[Photo-based point labeling data]
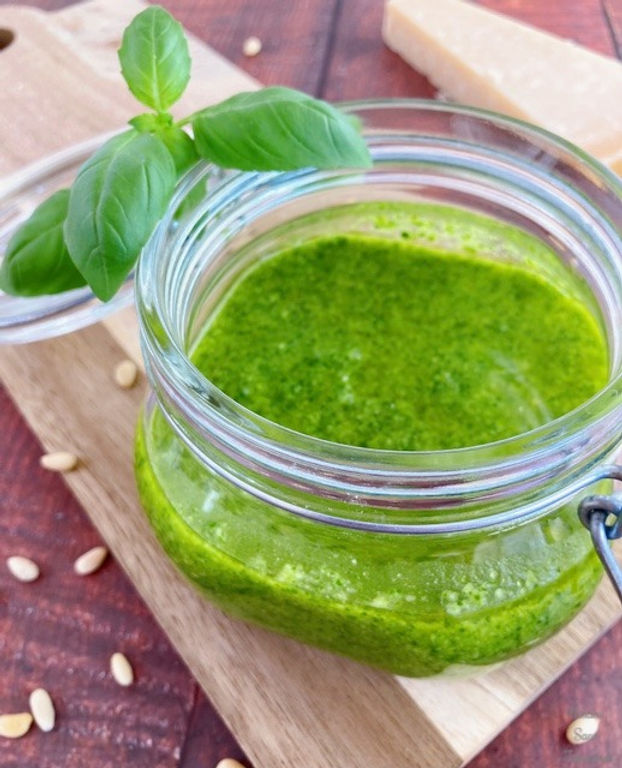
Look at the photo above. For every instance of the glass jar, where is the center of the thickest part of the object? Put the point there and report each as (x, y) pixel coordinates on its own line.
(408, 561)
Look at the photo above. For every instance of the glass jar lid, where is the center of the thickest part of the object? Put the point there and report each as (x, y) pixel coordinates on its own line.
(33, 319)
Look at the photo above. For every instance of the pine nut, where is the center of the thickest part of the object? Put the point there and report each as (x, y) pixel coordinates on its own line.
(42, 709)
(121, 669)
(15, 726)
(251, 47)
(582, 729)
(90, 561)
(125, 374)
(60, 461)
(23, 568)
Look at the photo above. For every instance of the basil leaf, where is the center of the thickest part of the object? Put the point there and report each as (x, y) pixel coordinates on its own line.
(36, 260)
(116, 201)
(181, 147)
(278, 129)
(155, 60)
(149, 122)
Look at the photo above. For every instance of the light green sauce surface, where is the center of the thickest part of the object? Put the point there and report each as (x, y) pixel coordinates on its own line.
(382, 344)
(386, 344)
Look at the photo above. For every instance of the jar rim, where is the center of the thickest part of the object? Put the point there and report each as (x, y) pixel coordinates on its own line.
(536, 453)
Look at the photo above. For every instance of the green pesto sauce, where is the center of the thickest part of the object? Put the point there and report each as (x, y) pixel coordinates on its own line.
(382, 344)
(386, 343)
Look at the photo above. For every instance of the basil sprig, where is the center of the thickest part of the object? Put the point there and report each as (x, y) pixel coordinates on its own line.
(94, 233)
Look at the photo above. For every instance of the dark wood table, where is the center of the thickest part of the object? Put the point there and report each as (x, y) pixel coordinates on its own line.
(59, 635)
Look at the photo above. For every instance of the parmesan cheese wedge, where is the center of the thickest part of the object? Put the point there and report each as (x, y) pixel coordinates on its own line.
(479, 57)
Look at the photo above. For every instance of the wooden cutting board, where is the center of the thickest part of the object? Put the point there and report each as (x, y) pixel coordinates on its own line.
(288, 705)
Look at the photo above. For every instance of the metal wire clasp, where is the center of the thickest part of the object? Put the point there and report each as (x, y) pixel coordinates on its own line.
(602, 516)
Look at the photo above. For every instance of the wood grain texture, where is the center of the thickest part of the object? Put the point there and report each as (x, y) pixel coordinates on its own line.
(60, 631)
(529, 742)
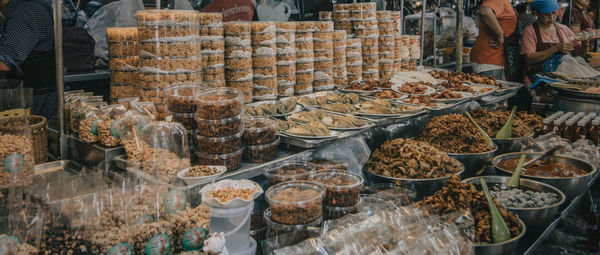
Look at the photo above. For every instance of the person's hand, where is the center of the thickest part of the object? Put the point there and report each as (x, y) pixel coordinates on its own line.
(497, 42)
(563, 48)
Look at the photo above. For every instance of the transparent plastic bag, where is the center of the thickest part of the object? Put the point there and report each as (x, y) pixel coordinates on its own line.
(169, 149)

### TASK GOAL:
Repeat all of the entries word for word, but omit the pictures.

### SOLUTION TO THE EXERCISE:
Look at the photo above. For every instance of the glass jar, where is the center of the thickest part of the object? Put the point there and report each as (x, y) pixel coordinates on its own line.
(408, 561)
Look at the photo above. For every instance of the glass jar lid, where is the center of the thickest part of the object? Put the point there and report each as (x, y) pixel coordinates on its own line.
(33, 319)
Look at the photo above. For every instance of the pine nut, where is the center of the thickest part of the object? Put the point there and report each as (x, y) pixel coordinates on its own line.
(42, 709)
(121, 669)
(15, 726)
(251, 47)
(582, 729)
(90, 561)
(125, 374)
(60, 461)
(23, 568)
Look at the photo above. For every instance of the basil leaf, where is the center of the thickest part of the object? Put the point there and report each as (x, y) pixel coordinates on its own line.
(36, 260)
(116, 201)
(181, 147)
(278, 129)
(155, 60)
(149, 122)
Look at the photo above. For every instance of the light green sauce surface, where is the center of the thickest part of the object? Put the point there and report each as (x, y) pixel coordinates on its own line.
(382, 344)
(386, 344)
Look at the photo above. For every instance of the jar rim, where is the center of the thickest part of the object? Put the point there and report each as (x, y) pixel coordinates on its own line.
(536, 453)
Look at the photo above. For every instance of the green pesto sauce, where is the center of the thickest part of the object? Put the point there and report each as (x, y) pixel coordinates on its own line.
(382, 344)
(386, 343)
Look at the photo above. For every instance of the basil sprig, where is the center of the thickest part of the object? Put the point there and report each as (x, y) pixel coordinates on its own line.
(94, 233)
Look at the photo above. For every instance of the dark wood table, where is the center of the thickest part of the object? Put the point there and report each as (x, y) pixel coordinates on its own line.
(59, 635)
Look at the photo above. For every instance of the parmesan cheese wedge, where is the center of the thickest part of the object? Put the point there and report each as (x, y) pixel coordinates on its own line.
(479, 57)
Look at the photo above. For every instance of the wooden cutting board, where is the center of the thickest part of the object? Put the point there and report each as (x, y) pixel coordinates on its own line.
(288, 705)
Look at the photo above. For every instance of the metal wire clasp, where is the center of the thickest part of the object? Put the point there and report each as (x, y) pixel coordinates on its own line.
(602, 516)
Look at the photo above. For every instance of the wood grain texture, where is the center of the thickest part of the object? Put the point there and report each as (x, y) pixel coordinates on its own line.
(60, 631)
(529, 742)
Look at the photo above. For every instance of the person's hand, where is the center of the thickest part of the object? Put the point there and report each as (x, y) pixel coordinates on its own line.
(497, 42)
(563, 48)
Look at the photo above. For every instance of the transparent plastic bag, where is the center of the thickest part of the object? Put the point there and report each as (x, y) pixel coordinates on its own line.
(169, 149)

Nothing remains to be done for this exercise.